Request: Return every line of the rows below that contains the string "negative", copying each line in full.

(Stored data)
____________

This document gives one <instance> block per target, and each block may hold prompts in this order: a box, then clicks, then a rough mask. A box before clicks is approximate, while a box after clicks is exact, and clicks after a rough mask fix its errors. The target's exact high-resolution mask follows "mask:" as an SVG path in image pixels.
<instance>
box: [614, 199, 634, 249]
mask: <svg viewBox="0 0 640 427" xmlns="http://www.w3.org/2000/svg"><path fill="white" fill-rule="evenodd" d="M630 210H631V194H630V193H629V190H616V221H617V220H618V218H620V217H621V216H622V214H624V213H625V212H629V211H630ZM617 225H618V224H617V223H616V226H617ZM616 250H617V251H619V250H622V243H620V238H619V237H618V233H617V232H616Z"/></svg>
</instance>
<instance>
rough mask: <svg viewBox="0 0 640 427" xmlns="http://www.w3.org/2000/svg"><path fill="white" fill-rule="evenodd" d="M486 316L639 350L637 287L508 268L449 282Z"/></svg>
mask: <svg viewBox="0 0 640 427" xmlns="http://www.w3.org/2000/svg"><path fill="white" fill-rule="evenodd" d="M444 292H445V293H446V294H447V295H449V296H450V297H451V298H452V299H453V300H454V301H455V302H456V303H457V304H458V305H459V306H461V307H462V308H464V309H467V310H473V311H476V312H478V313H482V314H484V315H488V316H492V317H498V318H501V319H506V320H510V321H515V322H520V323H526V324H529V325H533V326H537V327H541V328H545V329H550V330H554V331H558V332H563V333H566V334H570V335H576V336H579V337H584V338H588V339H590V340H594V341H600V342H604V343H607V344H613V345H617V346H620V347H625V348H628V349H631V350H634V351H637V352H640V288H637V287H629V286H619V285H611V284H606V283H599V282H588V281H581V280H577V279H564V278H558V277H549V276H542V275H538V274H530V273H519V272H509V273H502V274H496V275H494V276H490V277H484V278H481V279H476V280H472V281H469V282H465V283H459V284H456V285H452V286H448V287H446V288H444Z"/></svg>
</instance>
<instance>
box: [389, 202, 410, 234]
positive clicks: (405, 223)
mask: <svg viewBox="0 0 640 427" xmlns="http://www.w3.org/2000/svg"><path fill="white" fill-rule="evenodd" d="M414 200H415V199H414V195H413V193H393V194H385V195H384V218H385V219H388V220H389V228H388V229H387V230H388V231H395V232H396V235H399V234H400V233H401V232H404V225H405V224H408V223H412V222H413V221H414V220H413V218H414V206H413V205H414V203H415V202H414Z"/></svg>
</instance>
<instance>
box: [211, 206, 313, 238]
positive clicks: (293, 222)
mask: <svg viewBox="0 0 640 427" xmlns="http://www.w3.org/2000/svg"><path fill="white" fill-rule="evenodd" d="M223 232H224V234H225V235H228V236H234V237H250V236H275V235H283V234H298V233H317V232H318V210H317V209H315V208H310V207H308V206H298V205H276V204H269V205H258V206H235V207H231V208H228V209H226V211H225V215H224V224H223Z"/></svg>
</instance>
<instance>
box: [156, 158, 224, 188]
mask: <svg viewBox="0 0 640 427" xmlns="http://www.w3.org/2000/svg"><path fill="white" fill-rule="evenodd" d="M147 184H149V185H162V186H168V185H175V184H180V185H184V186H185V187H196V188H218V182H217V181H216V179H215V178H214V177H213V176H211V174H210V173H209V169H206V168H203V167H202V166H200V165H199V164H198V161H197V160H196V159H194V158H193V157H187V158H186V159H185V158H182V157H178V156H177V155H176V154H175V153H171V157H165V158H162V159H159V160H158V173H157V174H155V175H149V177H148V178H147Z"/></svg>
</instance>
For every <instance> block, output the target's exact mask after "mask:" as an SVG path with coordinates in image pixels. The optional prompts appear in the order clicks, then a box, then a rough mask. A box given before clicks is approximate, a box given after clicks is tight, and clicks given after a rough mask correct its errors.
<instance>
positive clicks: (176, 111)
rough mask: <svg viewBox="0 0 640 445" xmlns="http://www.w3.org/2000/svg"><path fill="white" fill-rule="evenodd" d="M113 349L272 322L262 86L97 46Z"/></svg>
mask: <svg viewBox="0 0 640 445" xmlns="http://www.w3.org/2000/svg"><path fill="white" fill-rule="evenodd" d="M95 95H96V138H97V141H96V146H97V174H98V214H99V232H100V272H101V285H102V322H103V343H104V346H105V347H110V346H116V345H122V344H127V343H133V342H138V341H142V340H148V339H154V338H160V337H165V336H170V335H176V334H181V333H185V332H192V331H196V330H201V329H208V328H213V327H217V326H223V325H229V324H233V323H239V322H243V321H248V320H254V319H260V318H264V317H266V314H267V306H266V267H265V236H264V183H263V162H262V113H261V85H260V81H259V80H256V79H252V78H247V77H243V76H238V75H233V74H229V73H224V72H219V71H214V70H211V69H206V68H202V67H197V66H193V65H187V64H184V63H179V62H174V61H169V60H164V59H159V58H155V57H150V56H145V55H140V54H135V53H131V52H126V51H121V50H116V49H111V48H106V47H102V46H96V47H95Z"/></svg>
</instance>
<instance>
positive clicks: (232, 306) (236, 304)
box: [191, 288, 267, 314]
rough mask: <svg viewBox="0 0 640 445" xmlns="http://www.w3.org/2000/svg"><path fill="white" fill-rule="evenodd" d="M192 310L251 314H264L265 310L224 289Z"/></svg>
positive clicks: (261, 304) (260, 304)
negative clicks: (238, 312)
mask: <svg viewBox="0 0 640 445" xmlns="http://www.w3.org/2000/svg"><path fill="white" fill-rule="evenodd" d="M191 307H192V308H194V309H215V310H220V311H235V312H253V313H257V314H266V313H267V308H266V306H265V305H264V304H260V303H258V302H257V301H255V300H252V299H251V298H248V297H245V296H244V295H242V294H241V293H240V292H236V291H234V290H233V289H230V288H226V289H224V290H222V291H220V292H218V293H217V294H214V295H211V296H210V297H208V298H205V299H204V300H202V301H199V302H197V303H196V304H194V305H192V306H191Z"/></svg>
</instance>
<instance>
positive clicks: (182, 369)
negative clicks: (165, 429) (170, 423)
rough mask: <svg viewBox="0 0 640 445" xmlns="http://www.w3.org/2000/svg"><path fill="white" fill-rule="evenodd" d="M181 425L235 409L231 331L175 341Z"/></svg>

____________

Problem solution:
negative clicks: (238, 312)
negative clicks: (165, 429) (170, 423)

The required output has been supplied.